> _THE TASK_: List every line in the data below that contains the word "jersey".

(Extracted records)
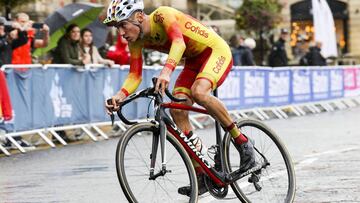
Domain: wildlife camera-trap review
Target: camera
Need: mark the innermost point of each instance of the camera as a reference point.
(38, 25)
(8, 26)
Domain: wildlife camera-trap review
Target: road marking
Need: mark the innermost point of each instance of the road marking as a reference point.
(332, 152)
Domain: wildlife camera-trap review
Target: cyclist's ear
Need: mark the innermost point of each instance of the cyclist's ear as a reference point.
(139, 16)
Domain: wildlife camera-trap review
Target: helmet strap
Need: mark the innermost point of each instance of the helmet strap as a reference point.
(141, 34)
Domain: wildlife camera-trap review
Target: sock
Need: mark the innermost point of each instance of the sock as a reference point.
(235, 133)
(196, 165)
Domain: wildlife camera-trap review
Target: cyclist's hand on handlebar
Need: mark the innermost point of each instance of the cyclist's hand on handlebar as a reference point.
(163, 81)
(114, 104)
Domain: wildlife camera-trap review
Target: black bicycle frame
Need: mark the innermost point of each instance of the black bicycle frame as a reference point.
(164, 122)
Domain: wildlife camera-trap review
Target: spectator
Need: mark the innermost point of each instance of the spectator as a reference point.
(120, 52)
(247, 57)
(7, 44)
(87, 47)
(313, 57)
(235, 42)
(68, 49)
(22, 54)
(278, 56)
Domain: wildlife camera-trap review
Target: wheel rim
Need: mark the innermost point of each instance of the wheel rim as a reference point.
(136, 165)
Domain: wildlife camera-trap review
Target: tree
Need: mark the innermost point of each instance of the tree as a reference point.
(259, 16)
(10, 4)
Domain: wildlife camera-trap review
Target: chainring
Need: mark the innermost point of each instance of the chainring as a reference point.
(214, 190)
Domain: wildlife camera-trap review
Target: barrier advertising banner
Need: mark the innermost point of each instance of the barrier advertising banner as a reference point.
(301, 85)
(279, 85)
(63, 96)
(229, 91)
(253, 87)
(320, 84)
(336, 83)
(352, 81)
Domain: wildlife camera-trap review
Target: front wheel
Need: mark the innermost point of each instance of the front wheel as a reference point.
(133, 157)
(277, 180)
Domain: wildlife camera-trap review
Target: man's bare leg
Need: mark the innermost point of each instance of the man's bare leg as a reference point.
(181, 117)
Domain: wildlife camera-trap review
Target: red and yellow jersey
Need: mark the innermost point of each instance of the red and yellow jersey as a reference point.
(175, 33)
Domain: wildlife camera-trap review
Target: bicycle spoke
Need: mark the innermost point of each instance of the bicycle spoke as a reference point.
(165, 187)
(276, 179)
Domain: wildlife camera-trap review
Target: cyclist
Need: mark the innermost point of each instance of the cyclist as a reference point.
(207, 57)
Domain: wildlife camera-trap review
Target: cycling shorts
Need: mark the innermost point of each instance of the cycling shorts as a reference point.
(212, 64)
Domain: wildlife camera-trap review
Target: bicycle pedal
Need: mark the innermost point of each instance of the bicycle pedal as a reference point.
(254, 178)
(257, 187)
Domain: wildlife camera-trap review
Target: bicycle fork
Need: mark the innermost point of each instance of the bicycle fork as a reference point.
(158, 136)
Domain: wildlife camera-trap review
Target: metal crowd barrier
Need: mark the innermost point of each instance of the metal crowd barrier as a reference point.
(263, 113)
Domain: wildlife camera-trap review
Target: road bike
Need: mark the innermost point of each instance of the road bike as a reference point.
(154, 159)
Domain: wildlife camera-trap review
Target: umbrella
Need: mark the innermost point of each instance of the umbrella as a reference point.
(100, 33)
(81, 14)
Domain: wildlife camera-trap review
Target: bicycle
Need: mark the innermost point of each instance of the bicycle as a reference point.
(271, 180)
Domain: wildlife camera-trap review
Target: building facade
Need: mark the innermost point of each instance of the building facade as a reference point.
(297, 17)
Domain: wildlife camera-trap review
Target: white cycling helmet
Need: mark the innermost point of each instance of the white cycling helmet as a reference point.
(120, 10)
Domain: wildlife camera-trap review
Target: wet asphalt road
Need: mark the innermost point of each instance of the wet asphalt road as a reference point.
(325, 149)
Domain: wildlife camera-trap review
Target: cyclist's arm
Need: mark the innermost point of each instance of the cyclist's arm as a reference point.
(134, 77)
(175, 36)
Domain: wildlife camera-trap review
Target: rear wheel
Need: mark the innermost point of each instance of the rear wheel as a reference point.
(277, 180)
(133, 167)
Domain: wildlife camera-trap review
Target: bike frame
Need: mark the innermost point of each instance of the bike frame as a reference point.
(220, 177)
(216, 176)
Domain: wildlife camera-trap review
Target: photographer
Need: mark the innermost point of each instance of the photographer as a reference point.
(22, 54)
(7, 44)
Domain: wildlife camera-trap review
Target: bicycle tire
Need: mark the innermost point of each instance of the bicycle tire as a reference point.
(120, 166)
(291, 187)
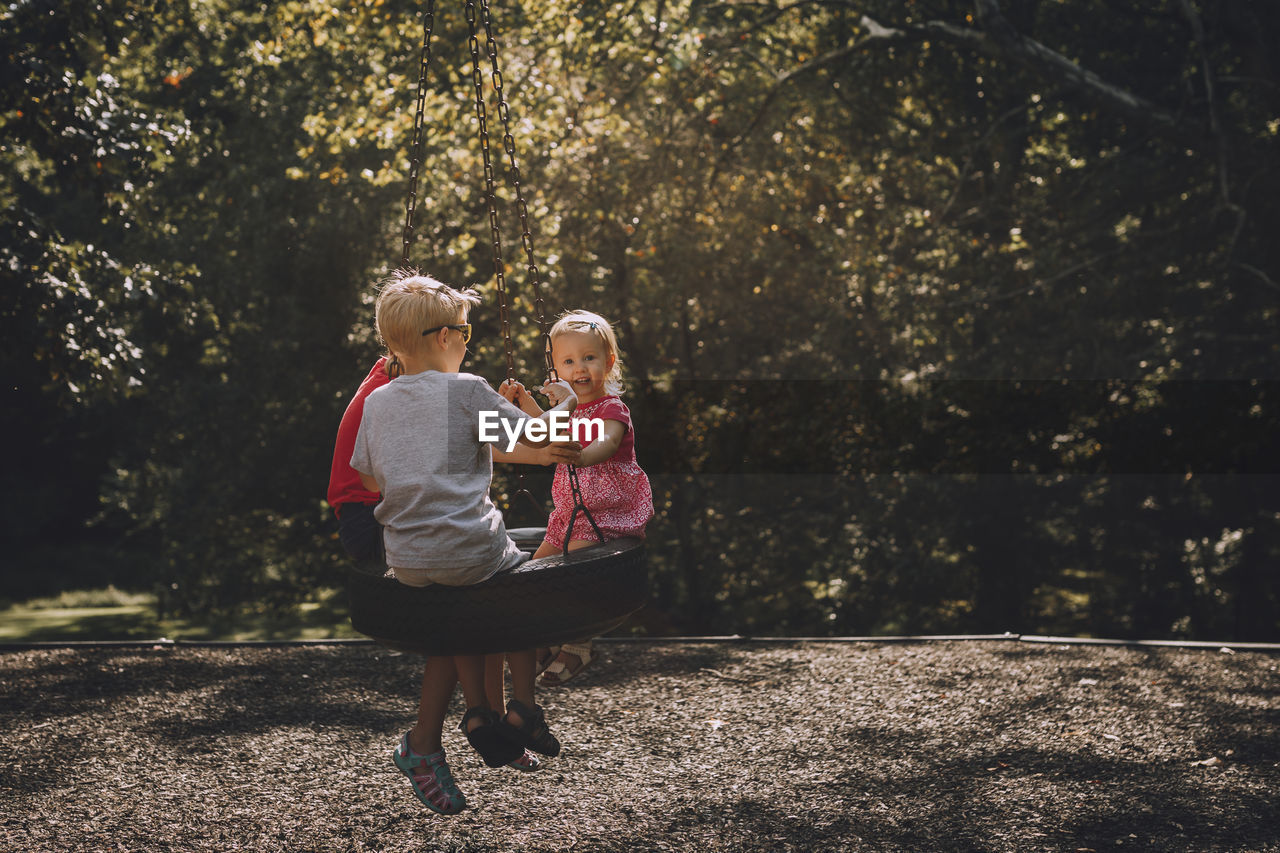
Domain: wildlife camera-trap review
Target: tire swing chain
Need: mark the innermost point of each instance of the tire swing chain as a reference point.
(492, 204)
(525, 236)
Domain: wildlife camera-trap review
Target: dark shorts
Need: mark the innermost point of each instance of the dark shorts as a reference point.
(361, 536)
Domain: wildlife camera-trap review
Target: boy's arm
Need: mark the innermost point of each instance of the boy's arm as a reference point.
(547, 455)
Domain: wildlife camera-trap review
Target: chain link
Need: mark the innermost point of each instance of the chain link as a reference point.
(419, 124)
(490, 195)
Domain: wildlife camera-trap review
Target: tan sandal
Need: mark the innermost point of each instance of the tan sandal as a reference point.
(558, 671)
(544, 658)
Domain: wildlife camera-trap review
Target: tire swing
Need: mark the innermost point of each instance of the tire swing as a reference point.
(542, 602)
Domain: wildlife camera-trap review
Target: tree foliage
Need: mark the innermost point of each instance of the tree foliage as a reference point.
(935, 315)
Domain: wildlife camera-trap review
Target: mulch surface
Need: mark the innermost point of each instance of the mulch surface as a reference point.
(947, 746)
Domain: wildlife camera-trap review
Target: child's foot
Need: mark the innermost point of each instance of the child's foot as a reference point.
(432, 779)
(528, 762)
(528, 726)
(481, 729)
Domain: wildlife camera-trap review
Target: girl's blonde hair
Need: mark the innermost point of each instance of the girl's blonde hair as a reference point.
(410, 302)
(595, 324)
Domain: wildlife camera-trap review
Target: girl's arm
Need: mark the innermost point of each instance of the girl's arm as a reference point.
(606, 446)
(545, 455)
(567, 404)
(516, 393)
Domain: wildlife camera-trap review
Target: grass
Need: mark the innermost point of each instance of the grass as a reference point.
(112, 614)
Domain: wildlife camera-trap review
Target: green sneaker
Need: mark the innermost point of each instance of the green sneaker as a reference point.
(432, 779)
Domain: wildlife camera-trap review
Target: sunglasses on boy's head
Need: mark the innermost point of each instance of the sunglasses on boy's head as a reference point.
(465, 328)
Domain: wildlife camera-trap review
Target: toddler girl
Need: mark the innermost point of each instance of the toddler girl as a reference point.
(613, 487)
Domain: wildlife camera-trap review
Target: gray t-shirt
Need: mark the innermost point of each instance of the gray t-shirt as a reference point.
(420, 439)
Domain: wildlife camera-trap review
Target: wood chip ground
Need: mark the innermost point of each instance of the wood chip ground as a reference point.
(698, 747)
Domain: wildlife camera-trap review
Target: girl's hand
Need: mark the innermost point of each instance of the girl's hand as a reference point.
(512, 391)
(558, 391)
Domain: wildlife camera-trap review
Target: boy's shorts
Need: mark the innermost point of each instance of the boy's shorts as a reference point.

...

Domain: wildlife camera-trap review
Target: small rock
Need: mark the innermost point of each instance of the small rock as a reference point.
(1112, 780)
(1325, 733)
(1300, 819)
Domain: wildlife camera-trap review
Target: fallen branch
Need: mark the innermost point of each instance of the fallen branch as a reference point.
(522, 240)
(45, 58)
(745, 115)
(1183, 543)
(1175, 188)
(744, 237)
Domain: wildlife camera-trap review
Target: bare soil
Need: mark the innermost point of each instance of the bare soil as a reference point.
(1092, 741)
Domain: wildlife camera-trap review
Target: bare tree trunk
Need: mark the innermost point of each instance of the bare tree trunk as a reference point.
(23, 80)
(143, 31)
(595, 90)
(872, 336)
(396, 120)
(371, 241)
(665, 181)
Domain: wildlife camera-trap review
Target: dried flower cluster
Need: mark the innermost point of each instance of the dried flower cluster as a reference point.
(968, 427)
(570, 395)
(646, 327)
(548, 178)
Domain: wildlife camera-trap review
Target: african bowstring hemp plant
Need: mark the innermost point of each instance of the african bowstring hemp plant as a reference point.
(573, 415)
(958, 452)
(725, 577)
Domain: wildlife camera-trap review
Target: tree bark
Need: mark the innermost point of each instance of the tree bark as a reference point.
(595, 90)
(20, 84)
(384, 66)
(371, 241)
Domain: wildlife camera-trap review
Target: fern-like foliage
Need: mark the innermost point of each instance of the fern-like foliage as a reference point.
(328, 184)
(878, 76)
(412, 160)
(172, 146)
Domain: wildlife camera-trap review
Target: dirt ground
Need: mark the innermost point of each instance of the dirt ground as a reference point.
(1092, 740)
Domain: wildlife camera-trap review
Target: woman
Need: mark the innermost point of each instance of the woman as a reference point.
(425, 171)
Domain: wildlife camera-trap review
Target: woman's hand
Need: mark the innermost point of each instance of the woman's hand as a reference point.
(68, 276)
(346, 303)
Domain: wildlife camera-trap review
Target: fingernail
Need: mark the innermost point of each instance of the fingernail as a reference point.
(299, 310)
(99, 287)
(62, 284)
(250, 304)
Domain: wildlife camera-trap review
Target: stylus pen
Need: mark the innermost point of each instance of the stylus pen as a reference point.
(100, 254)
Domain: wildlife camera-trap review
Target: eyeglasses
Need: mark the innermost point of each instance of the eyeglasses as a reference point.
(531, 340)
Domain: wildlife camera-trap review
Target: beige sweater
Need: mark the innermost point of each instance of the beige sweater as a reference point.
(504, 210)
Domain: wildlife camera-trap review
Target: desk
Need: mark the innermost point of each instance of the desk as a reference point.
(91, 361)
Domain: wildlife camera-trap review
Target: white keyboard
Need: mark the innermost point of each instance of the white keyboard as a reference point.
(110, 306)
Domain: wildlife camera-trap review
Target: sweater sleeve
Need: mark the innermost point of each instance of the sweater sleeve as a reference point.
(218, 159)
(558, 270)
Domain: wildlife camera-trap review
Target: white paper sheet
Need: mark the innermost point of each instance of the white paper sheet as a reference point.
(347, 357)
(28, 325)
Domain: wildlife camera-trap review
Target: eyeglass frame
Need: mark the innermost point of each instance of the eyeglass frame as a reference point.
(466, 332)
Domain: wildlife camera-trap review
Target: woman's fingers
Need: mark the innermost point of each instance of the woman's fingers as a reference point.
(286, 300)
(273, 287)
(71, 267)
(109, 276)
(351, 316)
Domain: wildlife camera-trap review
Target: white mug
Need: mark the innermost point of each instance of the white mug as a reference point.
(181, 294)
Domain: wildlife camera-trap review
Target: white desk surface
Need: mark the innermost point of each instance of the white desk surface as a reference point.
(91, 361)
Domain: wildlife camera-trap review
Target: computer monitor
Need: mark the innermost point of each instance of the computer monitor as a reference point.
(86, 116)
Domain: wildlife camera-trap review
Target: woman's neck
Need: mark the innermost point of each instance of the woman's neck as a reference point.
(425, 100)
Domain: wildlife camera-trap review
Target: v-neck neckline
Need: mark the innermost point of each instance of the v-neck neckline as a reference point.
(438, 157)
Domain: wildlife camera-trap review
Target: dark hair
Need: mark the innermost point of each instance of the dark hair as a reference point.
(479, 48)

> _FINAL RESULT_:
Target: red and yellow jersey
Need: mark the innermost point of each instance of the red and yellow jersey as a reference point.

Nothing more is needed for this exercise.